**Work instruction**
All pictures must be dropped, while the entries are given again word for word.

━━ Input ━━

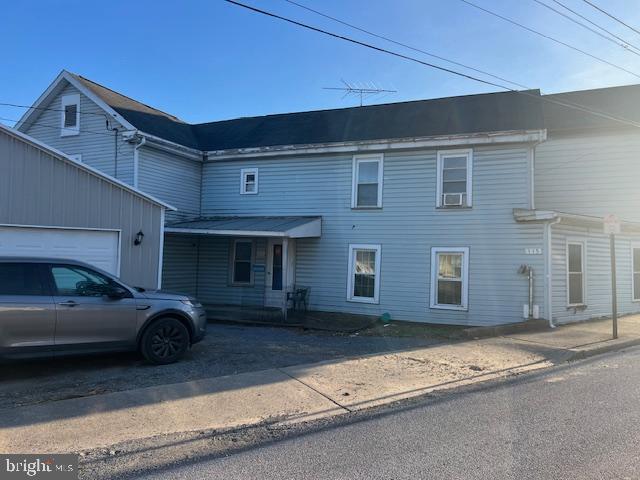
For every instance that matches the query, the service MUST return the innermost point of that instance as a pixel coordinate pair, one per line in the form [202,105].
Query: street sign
[611,224]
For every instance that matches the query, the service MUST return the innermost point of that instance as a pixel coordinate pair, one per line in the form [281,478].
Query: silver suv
[52,306]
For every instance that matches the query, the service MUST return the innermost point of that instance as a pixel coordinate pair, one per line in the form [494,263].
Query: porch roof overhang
[544,216]
[283,227]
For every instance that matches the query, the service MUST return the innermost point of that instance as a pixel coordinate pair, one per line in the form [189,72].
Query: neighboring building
[425,210]
[53,206]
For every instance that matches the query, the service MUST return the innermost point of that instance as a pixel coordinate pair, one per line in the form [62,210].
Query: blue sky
[209,60]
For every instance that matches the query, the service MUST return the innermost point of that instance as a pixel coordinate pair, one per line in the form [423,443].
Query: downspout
[136,159]
[549,270]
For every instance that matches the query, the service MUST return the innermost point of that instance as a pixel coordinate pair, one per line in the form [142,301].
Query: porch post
[285,275]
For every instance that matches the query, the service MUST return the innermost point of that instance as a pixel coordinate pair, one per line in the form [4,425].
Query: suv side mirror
[116,293]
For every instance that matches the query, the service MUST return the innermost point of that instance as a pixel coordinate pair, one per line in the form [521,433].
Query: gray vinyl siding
[95,143]
[39,189]
[172,179]
[597,274]
[201,266]
[593,174]
[406,227]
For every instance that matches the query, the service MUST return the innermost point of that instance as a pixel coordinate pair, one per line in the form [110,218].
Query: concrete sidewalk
[296,394]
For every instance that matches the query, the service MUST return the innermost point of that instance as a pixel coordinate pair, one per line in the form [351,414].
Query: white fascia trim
[517,136]
[83,166]
[308,230]
[166,145]
[64,75]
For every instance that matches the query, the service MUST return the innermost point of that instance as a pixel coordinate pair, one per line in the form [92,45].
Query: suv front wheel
[164,341]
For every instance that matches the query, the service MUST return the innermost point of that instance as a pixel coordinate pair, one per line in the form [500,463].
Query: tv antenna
[359,89]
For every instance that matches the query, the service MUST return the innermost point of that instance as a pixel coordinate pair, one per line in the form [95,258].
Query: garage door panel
[95,247]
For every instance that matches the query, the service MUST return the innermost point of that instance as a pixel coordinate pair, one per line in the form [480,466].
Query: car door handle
[68,303]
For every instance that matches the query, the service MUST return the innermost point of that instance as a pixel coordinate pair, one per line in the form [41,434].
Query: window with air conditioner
[70,111]
[454,179]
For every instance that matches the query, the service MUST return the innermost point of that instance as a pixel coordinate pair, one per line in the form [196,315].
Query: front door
[85,318]
[274,291]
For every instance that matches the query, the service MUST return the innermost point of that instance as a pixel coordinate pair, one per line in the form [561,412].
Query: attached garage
[53,206]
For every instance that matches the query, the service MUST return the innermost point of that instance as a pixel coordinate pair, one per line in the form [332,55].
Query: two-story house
[475,210]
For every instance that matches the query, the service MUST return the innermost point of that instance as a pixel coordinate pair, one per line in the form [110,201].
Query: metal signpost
[612,228]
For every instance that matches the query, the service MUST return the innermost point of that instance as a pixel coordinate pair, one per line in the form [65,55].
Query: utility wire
[578,14]
[57,127]
[421,62]
[415,49]
[606,37]
[31,107]
[560,42]
[611,16]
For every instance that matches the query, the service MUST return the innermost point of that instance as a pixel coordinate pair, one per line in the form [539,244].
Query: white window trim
[73,99]
[350,285]
[357,159]
[243,184]
[442,154]
[634,246]
[583,244]
[465,278]
[232,263]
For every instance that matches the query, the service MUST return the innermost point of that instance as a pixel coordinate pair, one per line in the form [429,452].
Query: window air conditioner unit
[453,199]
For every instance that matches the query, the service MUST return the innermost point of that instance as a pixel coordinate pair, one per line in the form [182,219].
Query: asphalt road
[578,421]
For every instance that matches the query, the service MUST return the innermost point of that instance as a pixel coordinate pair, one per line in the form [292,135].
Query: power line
[415,49]
[560,42]
[625,42]
[611,16]
[58,127]
[31,107]
[421,62]
[612,40]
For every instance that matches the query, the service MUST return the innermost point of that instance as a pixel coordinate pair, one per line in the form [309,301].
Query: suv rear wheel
[164,341]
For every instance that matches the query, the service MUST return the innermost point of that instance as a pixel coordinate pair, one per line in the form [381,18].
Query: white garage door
[95,247]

━━━

**Answer**
For every instance that matches the query, the service MUST return the innermost point of that instance as a pixel coordinate pair, one per line in the form [202,105].
Query: street sign
[611,224]
For every instance that matches the query, the service MUST return the innermost point of that instance as a pixel coordinate pair, one per line in the form [281,478].
Query: silver suv
[52,306]
For every instance that matches the query, the service MUST return the innermost point of that instance as a pixel coordinate pair, one per line in the form [494,263].
Query: porch roof overhang
[544,216]
[283,227]
For every instance that matches the query, the service MUST return the innermost point of that instance as a pixel coordinate pair, one per line in the form [189,72].
Query: neighboring building
[425,210]
[53,206]
For every instance that matches the query, the service MUST return the innermost point of that instance as a pixel coordinate pair, one per line in the form [62,210].
Query: blue sky
[209,60]
For every instance that matches the query, the service MUST return the innermost point of that instance as a pixel coordinate pair, one per line in the form [423,443].
Query: downspout
[136,159]
[549,270]
For every instance that matches the query, the service MUST return the innermost point of that instance as a pixel coordinate pair, one per line in the form [142,301].
Query: porch post
[285,275]
For every instance that matches the query, the service MUST return the innermost point of that instance as a pixel coordinate pair, one per line in the form [4,425].
Query: suv side mirror
[116,293]
For every instance that matches the query, the service MUST return the innermost point of that instance as a pixel coordinate pair, one per line in the form [521,433].
Query: gray vinyl siding
[95,143]
[39,189]
[172,179]
[597,274]
[201,266]
[593,174]
[406,227]
For every instance that matches the query, the service MUST return the innermost point of that instance as a pixel coordinate pair, one per line in the form [110,218].
Query: concrete sidewalk
[296,394]
For every instance that matches the query, the service MUST return the innermost point of that instance as a pixel coordinate pair, one per line in the form [351,414].
Query: white fascia trim
[517,136]
[83,166]
[308,230]
[166,145]
[64,75]
For every instance that matches the query, the service MUST return the innermost point of that instance as a pixel coordinate pair, one per line in the form [92,45].
Query: suv front wheel
[164,341]
For every instance that matches the query, the service MUST return the innermost point of that instance as a pixel coordinate pair, one per line in the form [500,463].
Query: tv antenna
[359,89]
For every instance that matches the query, the service MUST return the innermost point of that instance as a pixel coordinate pair, one per line in the form [95,258].
Query: garage door panel
[95,247]
For every instance that matches the query, the service MUST return the innermost point of that instance as a pixel coordinate pair, one per line in the form [480,466].
Query: car door handle
[68,303]
For every instance that matches the query, the service MUST return the innermost point of that instance as a pixel coordinate pair, one per line in the form [41,434].
Query: window with air conditioner
[70,111]
[454,179]
For every instance that matches the query, the service MUST return the innermost point of that instance as a pixel coordinate pair, one per line in the form [196,315].
Query: front door
[85,318]
[274,291]
For every instance that matches the query, the service MUST return the innermost point of that instance as a pixel coordinate pair, one per line in the form [561,412].
Query: attached garage
[53,206]
For every instance that matches the query, the service MUST return the innermost point of that instance as a pixel coordinate pair, one per line in the form [332,55].
Query: two-story house
[475,210]
For every instance that matches the query, the service MUST return the innermost point of that instance as a pixel coordinate pair, one per line in the form [110,201].
Query: metal signpost
[612,228]
For every instance that matches the query, the service MUST return the innermost point of that instance as a pixel coordinate pair, one per line in the form [65,55].
Query: utility wire
[578,14]
[57,127]
[421,62]
[415,49]
[606,37]
[31,107]
[560,42]
[611,16]
For every instance that matches the query, the service MUST return the innermost point of that instance as a pixel coordinate pair, one per line in the form [539,244].
Query: white window trim
[73,99]
[350,285]
[357,159]
[243,184]
[442,154]
[634,246]
[583,244]
[465,278]
[232,263]
For every instance that matches the query, the service MUST return the innermost point of that instance as a pixel coordinate pair, one per line in the form [429,452].
Query: window air conditioner unit
[453,199]
For every instance that matches the query, the service MUST return the innermost point of that instance as a pixel coordinate pair, one per line in the form [182,219].
Query: asphalt road
[578,421]
For every instance that matches the query, the service MUST return the innermost point of that instance as a pixel coordinate pair, one per line in the form [292,135].
Query: power line
[415,49]
[560,42]
[625,42]
[611,16]
[58,127]
[31,107]
[421,62]
[612,40]
For every instance that matches the query, the service MUST return the innermost point of that instance as a pixel coordinate pair, one per line in the form [309,301].
Query: suv rear wheel
[164,341]
For every instance that matches the query, the service MUST return the innermost point of that instance as a pixel coordinate pair, one per line in the form [381,18].
Query: white garage door
[95,247]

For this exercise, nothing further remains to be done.